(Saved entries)
════════

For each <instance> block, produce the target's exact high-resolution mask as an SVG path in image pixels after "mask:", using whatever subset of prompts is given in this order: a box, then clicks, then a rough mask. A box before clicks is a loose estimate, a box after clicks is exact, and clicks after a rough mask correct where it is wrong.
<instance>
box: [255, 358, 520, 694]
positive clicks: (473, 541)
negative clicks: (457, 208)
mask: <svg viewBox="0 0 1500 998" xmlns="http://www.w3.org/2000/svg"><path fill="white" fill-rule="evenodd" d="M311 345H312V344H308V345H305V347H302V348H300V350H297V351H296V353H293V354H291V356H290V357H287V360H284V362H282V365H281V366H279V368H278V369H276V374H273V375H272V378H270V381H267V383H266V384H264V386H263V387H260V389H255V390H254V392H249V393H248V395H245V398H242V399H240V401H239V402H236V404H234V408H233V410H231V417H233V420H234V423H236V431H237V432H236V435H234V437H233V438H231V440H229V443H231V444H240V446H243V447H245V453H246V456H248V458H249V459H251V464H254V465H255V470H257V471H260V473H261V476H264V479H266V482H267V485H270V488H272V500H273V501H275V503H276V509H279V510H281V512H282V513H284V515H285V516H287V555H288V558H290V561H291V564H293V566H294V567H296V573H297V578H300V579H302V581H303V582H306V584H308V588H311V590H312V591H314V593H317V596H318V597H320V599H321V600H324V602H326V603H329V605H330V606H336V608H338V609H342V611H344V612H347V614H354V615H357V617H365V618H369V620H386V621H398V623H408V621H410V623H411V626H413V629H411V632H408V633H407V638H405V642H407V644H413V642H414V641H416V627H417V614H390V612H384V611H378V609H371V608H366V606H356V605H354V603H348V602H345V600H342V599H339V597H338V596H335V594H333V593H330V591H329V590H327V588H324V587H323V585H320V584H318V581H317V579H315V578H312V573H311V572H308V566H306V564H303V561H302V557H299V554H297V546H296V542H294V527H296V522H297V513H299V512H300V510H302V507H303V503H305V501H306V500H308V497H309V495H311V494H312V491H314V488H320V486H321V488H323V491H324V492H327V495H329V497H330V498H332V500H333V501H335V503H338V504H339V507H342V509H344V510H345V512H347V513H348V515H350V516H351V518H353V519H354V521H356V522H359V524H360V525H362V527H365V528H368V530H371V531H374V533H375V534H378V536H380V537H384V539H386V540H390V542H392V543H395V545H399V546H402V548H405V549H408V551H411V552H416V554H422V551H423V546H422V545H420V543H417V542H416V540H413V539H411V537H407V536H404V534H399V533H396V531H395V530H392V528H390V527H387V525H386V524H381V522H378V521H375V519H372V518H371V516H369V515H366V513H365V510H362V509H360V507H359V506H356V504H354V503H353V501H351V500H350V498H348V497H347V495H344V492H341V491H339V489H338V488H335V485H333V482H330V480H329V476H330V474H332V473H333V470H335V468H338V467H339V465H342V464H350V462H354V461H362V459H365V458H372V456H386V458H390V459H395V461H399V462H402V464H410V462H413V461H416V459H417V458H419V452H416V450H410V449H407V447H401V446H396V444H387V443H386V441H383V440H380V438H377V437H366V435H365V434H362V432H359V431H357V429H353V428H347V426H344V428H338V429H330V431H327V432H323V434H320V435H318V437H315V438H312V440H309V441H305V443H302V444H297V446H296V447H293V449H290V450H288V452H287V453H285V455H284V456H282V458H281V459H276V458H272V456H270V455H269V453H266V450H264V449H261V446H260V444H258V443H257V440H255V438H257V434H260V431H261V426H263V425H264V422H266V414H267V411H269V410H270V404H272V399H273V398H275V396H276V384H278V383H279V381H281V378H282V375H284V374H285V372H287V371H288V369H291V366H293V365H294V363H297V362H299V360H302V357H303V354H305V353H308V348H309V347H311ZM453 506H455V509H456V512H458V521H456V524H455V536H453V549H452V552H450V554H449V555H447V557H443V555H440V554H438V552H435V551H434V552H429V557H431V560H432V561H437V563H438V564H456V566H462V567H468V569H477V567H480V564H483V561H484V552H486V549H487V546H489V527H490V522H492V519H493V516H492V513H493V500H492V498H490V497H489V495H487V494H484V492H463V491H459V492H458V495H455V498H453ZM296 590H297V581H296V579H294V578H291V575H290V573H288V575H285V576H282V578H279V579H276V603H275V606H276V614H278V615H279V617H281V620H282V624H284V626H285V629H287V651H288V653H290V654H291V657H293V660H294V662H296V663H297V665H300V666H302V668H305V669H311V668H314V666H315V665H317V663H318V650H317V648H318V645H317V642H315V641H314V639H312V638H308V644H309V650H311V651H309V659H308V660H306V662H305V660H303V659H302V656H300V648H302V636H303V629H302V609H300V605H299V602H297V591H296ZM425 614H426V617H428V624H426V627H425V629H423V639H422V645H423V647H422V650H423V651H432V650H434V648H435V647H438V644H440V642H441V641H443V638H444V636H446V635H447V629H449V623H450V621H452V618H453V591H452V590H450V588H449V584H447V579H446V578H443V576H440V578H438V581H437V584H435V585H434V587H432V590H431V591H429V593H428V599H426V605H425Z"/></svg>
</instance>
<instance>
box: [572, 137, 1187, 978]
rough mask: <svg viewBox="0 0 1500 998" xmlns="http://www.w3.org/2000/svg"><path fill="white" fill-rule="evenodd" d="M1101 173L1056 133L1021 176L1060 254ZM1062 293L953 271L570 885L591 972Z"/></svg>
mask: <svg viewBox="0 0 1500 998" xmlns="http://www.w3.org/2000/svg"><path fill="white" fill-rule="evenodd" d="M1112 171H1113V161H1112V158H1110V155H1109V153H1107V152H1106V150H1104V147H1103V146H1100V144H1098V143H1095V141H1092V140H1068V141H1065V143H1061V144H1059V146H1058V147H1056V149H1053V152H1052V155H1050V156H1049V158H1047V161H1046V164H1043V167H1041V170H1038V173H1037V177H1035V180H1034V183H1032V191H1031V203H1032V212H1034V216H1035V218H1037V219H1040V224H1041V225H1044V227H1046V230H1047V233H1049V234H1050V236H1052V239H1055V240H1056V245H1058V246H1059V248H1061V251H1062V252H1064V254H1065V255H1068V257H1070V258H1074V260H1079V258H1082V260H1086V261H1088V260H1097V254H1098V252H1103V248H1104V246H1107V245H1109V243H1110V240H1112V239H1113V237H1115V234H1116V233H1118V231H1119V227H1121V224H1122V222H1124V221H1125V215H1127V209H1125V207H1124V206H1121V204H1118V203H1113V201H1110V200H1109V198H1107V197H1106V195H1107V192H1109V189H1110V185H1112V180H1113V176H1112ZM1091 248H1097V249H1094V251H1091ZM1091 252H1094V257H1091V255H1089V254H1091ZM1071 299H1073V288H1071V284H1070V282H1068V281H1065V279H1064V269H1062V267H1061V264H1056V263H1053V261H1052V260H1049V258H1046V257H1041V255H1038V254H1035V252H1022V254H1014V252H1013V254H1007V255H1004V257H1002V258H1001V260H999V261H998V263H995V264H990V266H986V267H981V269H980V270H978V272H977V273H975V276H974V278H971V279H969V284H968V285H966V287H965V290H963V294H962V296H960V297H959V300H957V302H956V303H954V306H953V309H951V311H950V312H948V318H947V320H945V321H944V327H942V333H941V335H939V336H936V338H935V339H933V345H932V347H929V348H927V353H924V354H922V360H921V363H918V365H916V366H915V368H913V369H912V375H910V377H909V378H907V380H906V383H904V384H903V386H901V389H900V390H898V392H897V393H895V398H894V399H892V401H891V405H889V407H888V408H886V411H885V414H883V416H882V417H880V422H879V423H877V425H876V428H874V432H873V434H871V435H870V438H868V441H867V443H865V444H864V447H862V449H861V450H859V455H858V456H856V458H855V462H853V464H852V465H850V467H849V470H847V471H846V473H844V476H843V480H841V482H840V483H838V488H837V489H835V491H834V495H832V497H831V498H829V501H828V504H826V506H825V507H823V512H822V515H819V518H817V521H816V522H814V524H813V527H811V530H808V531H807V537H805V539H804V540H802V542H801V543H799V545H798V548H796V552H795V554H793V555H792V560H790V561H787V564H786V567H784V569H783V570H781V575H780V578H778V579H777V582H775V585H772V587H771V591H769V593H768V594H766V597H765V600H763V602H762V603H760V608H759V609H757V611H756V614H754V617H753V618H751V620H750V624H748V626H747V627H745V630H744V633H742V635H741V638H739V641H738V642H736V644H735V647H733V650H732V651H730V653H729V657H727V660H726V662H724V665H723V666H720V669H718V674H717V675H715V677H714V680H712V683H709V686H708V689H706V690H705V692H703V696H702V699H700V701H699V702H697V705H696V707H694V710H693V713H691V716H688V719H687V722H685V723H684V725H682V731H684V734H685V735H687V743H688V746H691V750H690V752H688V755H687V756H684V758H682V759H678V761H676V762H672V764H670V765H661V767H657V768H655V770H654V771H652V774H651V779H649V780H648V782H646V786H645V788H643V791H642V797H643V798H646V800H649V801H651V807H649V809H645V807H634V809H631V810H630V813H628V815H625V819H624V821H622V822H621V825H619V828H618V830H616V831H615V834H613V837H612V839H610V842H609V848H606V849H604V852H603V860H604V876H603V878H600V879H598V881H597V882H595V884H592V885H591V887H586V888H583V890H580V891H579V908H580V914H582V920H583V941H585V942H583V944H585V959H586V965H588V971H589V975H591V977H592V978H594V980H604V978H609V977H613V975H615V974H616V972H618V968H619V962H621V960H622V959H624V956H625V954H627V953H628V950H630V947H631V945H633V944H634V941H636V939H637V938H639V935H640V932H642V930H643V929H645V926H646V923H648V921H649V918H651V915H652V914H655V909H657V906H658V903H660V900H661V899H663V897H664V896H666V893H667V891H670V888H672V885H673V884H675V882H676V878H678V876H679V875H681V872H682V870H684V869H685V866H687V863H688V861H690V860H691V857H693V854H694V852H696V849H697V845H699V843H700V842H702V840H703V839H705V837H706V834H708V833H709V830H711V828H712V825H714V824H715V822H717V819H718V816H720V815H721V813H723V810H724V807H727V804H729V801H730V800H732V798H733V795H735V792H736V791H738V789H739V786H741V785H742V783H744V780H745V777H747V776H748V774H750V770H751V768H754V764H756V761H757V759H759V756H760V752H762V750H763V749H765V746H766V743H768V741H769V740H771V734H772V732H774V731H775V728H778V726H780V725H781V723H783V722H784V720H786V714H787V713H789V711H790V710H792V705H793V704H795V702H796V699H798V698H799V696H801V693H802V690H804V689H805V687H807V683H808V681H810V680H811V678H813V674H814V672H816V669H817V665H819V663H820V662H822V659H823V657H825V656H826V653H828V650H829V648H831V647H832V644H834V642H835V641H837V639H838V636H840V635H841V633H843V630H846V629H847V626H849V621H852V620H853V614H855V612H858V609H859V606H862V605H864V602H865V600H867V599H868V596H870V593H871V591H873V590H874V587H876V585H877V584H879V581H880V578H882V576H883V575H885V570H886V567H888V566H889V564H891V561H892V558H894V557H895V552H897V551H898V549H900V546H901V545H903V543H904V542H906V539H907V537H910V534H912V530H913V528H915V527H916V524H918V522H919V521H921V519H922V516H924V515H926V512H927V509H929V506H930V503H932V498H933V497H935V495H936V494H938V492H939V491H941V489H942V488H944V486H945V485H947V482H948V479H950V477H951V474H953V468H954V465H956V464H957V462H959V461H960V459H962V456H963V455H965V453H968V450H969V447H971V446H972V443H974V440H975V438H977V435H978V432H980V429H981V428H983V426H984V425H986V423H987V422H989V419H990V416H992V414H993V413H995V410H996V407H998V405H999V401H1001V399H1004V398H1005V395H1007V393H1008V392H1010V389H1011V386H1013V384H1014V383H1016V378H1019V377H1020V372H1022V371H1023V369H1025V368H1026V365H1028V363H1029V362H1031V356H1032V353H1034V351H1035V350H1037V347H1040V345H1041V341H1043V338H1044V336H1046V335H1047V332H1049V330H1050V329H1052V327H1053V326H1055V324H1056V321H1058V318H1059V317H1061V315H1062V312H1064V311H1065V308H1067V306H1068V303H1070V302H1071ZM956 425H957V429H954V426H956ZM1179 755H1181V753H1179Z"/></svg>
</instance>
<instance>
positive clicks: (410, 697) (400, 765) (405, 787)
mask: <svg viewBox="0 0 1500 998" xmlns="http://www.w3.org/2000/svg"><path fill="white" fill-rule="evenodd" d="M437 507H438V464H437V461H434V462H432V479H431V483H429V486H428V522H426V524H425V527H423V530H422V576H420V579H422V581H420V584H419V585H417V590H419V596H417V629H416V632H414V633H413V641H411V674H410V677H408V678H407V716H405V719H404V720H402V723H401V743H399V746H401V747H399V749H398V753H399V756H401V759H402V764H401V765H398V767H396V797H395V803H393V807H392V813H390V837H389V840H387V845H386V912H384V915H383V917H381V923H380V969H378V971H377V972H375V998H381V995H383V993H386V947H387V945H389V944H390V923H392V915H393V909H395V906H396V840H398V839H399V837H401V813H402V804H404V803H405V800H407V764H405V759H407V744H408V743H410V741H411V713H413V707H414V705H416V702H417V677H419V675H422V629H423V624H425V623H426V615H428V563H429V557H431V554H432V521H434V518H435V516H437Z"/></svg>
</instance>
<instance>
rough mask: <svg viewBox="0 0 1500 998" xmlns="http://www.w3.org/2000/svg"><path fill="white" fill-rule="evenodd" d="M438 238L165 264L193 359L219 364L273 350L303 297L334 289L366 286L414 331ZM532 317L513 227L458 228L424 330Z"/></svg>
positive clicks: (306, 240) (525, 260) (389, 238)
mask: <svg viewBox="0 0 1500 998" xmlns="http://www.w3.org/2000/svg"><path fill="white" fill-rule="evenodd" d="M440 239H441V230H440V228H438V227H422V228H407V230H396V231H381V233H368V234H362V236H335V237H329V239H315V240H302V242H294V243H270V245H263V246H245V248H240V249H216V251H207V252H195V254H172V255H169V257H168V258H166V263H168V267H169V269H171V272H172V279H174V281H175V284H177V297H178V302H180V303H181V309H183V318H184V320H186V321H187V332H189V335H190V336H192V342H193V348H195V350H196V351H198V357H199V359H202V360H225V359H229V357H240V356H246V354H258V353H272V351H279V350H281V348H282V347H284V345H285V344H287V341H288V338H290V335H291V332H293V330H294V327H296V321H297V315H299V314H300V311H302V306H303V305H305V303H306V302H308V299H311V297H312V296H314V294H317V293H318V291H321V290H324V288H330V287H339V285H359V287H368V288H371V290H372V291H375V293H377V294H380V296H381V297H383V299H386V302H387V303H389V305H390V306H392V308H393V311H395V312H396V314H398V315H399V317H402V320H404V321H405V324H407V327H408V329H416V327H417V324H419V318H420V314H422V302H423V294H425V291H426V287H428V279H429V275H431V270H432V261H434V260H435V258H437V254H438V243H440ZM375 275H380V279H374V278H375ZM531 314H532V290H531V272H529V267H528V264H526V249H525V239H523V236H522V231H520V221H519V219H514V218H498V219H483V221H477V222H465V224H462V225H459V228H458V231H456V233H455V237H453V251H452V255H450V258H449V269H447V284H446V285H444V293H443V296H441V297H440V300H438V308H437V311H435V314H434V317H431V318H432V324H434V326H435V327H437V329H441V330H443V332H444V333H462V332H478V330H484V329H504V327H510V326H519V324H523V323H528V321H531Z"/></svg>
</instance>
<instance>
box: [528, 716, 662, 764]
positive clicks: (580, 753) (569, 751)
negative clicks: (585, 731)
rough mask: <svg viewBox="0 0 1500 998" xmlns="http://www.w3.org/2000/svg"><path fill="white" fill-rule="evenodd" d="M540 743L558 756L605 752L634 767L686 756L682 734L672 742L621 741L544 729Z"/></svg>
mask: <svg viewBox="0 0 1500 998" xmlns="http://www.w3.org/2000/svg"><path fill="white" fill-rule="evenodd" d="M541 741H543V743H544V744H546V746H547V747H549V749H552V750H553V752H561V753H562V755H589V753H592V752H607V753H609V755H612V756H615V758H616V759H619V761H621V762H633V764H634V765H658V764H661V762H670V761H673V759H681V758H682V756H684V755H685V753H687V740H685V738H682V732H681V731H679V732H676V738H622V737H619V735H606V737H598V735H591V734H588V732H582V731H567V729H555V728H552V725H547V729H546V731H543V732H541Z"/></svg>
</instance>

════════

#### Activity
Copy out the lines of the data from the very start through the line containing "negative clicks: (457, 208)", including both of those lines.

#### Answer below
For each <instance> block, produce the target's exact high-resolution mask as an SVG path in image pixels after "mask:", using whatever subset of prompts is given in this order: a box, then clicks, then a rough mask. A box before clicks is a loose estimate, a box after clicks is exact, and clicks after a rough mask correct where it is wrong.
<instance>
box: [255, 358, 520, 694]
positive clicks: (473, 541)
negative clicks: (457, 208)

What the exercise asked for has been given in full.